A run of data
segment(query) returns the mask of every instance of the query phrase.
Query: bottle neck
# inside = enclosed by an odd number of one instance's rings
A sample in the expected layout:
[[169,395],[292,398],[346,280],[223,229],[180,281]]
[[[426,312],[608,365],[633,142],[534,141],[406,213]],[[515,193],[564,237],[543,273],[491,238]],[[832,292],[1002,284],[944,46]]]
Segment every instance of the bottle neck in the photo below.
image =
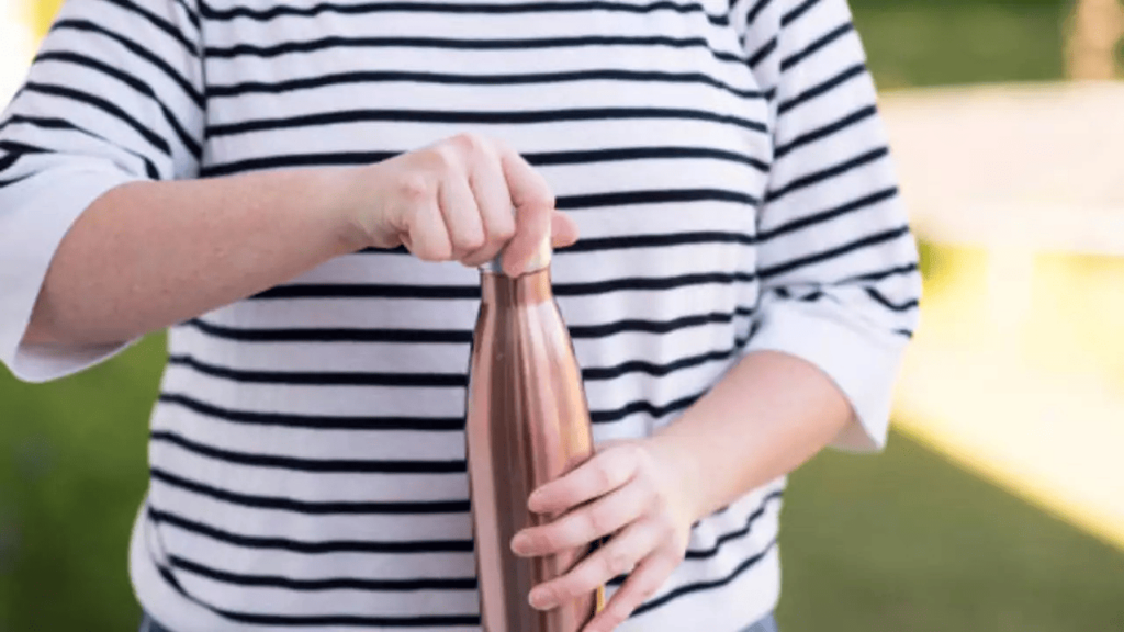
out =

> _WORK INSTRUCTIONS_: Update the data above by replacing each "bottle neck" with "bottle cap" and keeping everything else unchanged. Leave the pictures out.

> _SOLUTION FOR THIS TASK_:
segment(query) returns the mask of every instance of the query phrase.
Query: bottle cap
# inside = enclosed by an odd number of one instance's rings
A sample in the expected layout:
[[169,395],[292,398],[346,280],[223,229],[180,281]]
[[[426,312],[608,365],[633,142],[534,141],[406,213]],[[515,193],[564,237],[543,273],[491,238]],[[832,292],[1002,284],[944,46]]]
Segment every instance of the bottle cap in the photo below.
image =
out =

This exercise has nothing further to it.